**Text block:**

§

Some time ago Abdul Rahman Al Sultan quipped in an op-ed in ‘ Al-Ru’ya al-Iqtisadiyya that listening to GCC politicians he would have the feeling he was living in “Bangladesh or Chad”. After all there was enough food and Gulf countries had the money to buy it on world markets albeit possibly at a higher price he argued.
There seem to be indeed more pressing food security issues in the Gulf than the hypothetical war or crises situations that politicians plan for when debating food security.
These problems stem from an abundance of calories, not lack thereof. The Gulf countries have one of the highest obesity and diabetes rates per capita in the world (around a third and 13 percent respectively) as Alpen Capital pointed out in a report in 2011.
Weight loss surgeries are on the rise. “Because of my weight, I could not sit in the car of my dreams. Now I feel my Lamborghini is approaching,” said one patient in the UAE after undergoing bariatric operation.
There is clearly a need to improve diets in the Gulf by awareness campaigns and taxing unhealthy fast food.
Sweetened beverages and fast food have also been blamed for calcium and Vitamin D deficiencies, beside lacking exposure to sunlight.
Vitamin D deficiency is gender specific. It reaches 70 percent among Saudi women and 40 percent among Saudi male as an article in Nature recently found out.
Beside increased exposure to sunlight it could be treated by increased consumption of dairy products and drinks instead of sweetened beverages. More fish and dairy consumption would also tackle the calcium deficiency and the increased occurrence of osteoporosis.
The food security challenge in the Gulf often has unexpected angles and solutions to it might be found on a less geo-strategic plane than is often assumed.

§

**Brief 1:**
Decide whether each statement agrees with the text on food security in the Gulf, answering yes or no and quoting the words of the text that settle it. (a) The food security problems in the Gulf stem from a lack of calories. (b) Alpen Capital pointed out the high obesity and diabetes rates in a report. (c) Vitamin D deficiency is more common among Saudi men than among Saudi women.
**Brief 2:**
From the text on food security in the Gulf, set down word for word the part that opens with the words containing "Weight loss surgeries" and closes with "undergoing bariatric operation.".

§

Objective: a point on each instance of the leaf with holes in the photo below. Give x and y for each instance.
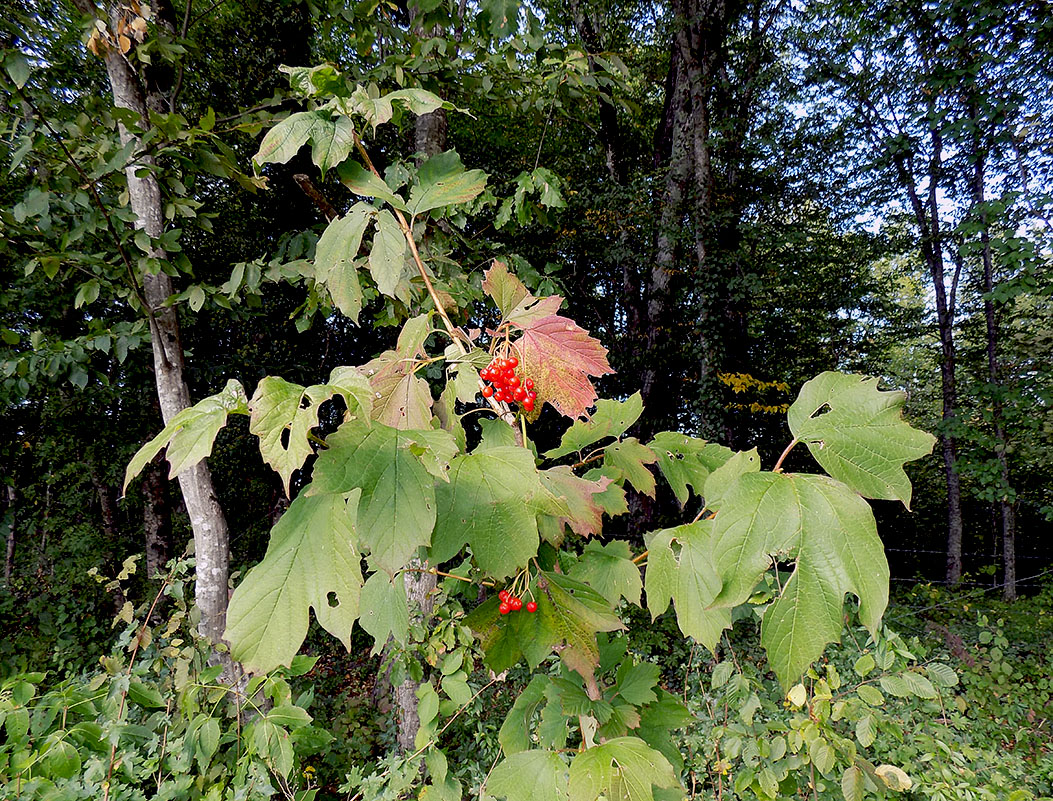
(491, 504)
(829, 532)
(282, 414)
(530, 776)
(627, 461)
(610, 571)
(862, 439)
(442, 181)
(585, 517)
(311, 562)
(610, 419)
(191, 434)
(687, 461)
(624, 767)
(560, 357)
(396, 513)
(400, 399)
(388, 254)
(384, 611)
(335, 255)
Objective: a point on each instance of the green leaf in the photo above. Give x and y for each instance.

§

**Written answer 1:**
(a) No: "These problems stem from an abundance of calories, not lack thereof."
(b) Yes: "as Alpen Capital pointed out in a report in 2011."
(c) No: "It reaches 70 percent among Saudi women and 40 percent among Saudi male"

**Written answer 2:**
Weight loss surgeries are on the rise. “Because of my weight, I could not sit in the car of my dreams. Now I feel my Lamborghini is approaching,” said one patient in the UAE after undergoing bariatric operation.